## [Task brief]
Search the records below for "bird" and copy every line it turns up in.

[Data]

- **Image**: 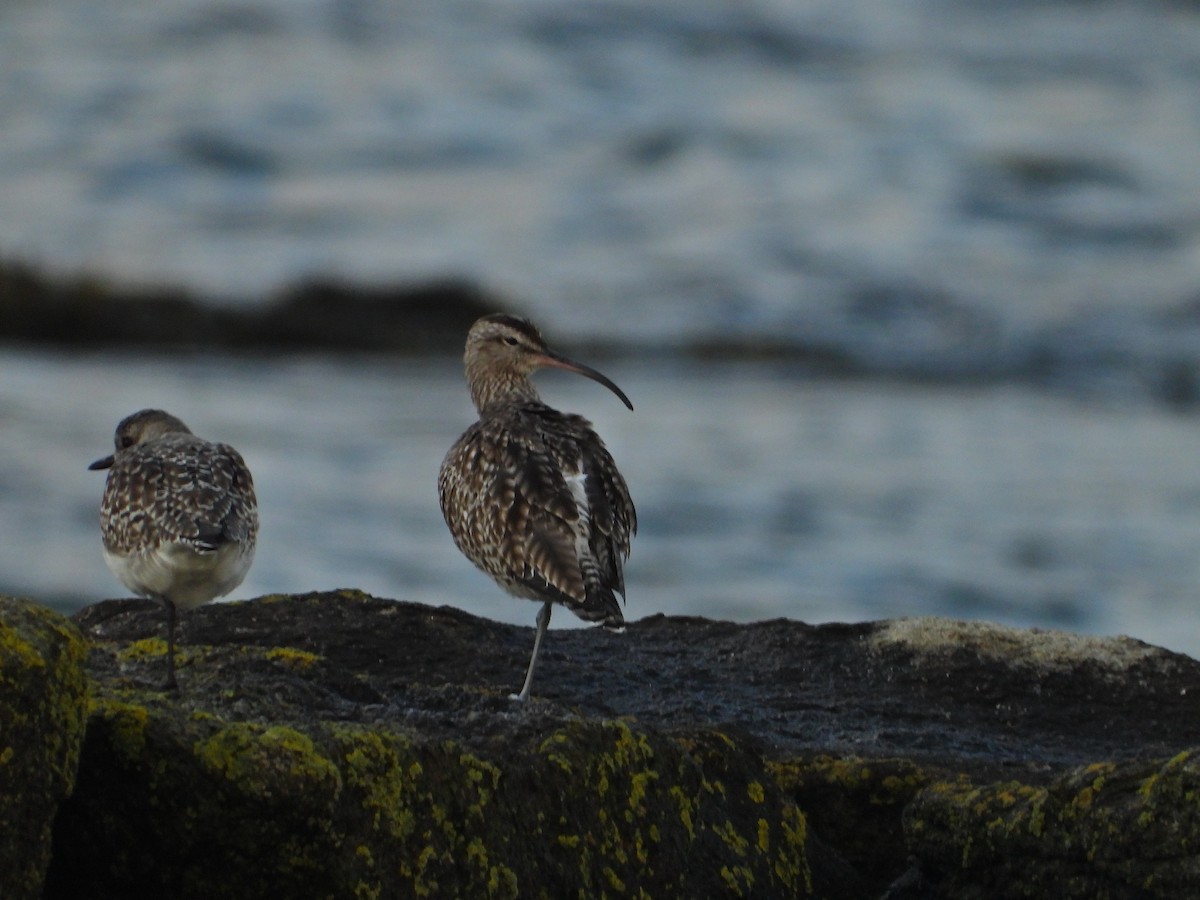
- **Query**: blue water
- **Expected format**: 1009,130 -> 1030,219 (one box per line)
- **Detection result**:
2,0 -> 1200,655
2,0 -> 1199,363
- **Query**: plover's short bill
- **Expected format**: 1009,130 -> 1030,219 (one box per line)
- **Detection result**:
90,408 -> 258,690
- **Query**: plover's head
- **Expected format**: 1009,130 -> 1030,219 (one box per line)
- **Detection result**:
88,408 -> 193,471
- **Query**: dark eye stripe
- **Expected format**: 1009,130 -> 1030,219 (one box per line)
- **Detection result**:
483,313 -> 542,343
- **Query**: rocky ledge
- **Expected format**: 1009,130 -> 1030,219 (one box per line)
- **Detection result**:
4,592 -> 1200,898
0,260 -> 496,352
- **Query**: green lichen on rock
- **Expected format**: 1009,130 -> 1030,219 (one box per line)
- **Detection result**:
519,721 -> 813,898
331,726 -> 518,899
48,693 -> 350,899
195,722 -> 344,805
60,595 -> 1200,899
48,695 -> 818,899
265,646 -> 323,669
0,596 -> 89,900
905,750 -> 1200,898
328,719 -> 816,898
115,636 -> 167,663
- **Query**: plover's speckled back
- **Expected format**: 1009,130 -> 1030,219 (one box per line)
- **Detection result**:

[/Data]
[Data]

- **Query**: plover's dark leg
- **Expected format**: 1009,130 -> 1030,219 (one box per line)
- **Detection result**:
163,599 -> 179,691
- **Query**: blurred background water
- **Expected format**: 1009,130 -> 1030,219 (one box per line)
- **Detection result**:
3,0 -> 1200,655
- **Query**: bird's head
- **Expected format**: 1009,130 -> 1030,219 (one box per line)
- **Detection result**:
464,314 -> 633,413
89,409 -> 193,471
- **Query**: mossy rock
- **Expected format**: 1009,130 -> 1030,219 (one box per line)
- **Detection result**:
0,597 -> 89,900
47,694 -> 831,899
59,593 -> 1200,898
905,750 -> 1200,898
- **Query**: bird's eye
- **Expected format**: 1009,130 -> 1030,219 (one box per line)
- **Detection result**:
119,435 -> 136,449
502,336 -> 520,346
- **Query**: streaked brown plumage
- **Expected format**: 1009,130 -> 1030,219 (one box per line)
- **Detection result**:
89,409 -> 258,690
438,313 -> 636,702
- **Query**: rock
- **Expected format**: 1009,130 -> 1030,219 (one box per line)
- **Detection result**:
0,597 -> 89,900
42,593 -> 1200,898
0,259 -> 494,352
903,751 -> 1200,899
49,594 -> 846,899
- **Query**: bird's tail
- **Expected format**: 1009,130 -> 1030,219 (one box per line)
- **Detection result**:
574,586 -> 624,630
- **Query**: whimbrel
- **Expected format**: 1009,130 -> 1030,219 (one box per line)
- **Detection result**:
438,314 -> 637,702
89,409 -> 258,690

[/Data]

## [Task response]
- **Query**: bird's head
- **Query**: bird's eye
- **Query**: bird's tail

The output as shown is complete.